Extracted records
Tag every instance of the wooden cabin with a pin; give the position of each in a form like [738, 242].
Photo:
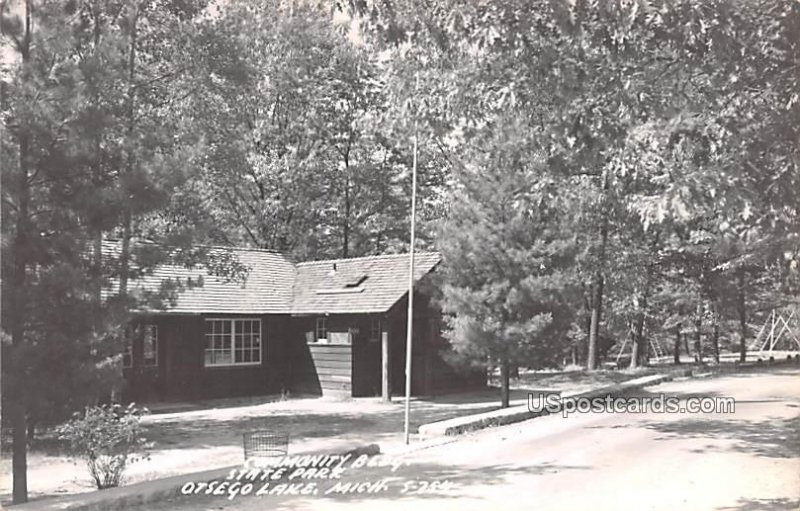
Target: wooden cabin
[334, 327]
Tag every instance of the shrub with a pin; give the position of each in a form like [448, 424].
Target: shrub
[108, 438]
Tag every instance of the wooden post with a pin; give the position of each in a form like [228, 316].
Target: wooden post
[386, 387]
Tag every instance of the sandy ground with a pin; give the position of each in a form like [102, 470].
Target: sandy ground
[743, 461]
[207, 438]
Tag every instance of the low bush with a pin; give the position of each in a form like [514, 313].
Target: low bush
[108, 438]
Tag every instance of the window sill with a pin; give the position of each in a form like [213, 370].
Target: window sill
[228, 366]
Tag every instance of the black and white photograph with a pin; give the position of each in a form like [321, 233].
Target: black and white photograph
[303, 255]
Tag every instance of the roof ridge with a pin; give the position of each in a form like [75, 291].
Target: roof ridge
[361, 258]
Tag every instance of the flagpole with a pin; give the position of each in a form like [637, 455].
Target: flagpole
[409, 326]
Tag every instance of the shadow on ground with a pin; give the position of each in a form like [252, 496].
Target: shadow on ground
[410, 482]
[764, 505]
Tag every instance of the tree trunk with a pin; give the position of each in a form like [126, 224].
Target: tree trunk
[686, 344]
[346, 225]
[31, 431]
[21, 253]
[504, 384]
[698, 339]
[742, 310]
[594, 326]
[715, 338]
[635, 347]
[597, 288]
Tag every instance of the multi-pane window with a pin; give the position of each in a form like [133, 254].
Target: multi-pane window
[233, 342]
[127, 354]
[322, 330]
[150, 345]
[375, 329]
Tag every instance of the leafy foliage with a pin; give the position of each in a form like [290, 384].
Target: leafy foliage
[108, 438]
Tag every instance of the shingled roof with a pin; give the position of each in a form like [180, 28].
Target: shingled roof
[276, 285]
[357, 285]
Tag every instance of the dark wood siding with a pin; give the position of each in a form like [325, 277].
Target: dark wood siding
[182, 374]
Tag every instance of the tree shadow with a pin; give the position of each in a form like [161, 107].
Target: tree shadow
[773, 438]
[782, 504]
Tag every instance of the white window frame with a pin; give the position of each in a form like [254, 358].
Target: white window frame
[321, 325]
[151, 329]
[375, 328]
[233, 342]
[127, 353]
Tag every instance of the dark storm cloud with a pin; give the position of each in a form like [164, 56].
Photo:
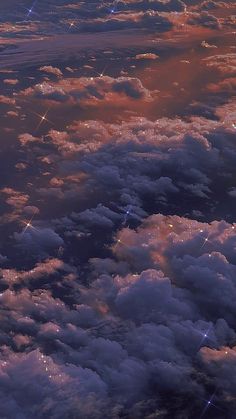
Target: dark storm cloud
[127, 334]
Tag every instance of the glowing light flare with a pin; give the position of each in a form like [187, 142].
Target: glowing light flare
[43, 118]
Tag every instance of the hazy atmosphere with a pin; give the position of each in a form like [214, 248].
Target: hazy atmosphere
[117, 209]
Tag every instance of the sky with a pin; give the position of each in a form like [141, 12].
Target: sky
[117, 209]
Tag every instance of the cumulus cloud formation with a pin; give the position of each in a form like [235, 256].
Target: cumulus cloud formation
[117, 210]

What is required
In the entries above, find the line with "Target: wooden post" and the line with "Tag every instance of the low", then set down exactly those two and every line between them, nothing else.

Solution to this exercise
Target: wooden post
[386, 387]
Tag every instance of the sandy ground with a pin; give the position of each in a form like [102, 470].
Target: sandy ground
[743, 461]
[207, 438]
Tag every instance of the low bush with a pin; give the position of each in a form like [514, 313].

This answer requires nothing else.